GOAL OF THE EXERCISE:
Print verbatim every line starting at the one that contains "Examine the image and enumerate every metal" and ending at the final line of the records; include both endpoints.

AVAILABLE DATA:
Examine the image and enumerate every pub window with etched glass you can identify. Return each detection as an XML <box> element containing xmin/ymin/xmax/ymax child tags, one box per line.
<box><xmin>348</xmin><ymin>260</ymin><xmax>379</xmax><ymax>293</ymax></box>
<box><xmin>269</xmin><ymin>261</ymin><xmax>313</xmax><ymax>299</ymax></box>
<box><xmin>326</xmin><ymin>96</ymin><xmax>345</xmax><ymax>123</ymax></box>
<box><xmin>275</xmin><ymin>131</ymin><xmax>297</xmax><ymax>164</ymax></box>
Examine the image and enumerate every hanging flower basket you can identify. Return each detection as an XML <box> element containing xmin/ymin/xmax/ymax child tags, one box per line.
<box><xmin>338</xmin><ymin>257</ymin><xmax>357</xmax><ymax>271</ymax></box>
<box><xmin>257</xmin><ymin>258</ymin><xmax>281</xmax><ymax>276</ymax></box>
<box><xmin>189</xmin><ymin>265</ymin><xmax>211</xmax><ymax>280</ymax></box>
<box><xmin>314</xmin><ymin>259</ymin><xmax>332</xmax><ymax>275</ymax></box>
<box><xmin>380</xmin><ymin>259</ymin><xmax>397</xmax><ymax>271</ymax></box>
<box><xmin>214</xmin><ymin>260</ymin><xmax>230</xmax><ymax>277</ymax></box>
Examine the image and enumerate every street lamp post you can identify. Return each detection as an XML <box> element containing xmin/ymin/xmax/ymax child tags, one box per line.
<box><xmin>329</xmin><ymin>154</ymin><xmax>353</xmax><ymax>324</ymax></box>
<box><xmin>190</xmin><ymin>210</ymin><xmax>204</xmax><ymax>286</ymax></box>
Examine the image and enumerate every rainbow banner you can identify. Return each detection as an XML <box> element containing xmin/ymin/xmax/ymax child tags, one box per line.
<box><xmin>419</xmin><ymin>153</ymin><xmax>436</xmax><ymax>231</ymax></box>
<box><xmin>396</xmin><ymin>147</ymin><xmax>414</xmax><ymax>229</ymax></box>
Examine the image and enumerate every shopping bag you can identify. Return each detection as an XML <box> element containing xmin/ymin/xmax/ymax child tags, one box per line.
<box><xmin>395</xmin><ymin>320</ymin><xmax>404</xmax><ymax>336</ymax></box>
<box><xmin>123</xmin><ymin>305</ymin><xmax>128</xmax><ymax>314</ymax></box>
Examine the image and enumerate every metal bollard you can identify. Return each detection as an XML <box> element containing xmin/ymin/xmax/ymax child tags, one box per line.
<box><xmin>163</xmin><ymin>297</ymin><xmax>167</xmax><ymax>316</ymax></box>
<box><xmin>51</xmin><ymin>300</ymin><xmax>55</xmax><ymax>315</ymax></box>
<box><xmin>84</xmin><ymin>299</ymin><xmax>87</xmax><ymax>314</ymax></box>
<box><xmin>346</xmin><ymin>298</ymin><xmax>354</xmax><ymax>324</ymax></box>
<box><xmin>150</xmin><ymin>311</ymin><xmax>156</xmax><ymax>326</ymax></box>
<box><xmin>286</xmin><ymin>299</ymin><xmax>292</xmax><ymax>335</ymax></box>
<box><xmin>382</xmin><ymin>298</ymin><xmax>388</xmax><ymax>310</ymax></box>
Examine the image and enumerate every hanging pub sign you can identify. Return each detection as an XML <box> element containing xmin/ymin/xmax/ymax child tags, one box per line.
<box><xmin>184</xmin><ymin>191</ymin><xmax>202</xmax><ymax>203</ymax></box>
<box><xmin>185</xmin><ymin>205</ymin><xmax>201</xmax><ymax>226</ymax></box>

RESULT OF THE EXERCISE:
Examine the image and enumerate every metal bollard you can identify. Return each detection as an XML <box> element containing xmin/ymin/xmax/ymax child tags, one box per line.
<box><xmin>163</xmin><ymin>297</ymin><xmax>167</xmax><ymax>316</ymax></box>
<box><xmin>51</xmin><ymin>300</ymin><xmax>55</xmax><ymax>315</ymax></box>
<box><xmin>84</xmin><ymin>299</ymin><xmax>87</xmax><ymax>314</ymax></box>
<box><xmin>346</xmin><ymin>298</ymin><xmax>354</xmax><ymax>324</ymax></box>
<box><xmin>150</xmin><ymin>311</ymin><xmax>156</xmax><ymax>326</ymax></box>
<box><xmin>286</xmin><ymin>299</ymin><xmax>292</xmax><ymax>335</ymax></box>
<box><xmin>382</xmin><ymin>298</ymin><xmax>388</xmax><ymax>310</ymax></box>
Examine the image and enumerate every hanging pub sign you can identify. Return each detection as an XML <box> element containing xmin/ymin/xmax/ymax child tags, one box per line.
<box><xmin>184</xmin><ymin>191</ymin><xmax>202</xmax><ymax>203</ymax></box>
<box><xmin>185</xmin><ymin>205</ymin><xmax>201</xmax><ymax>226</ymax></box>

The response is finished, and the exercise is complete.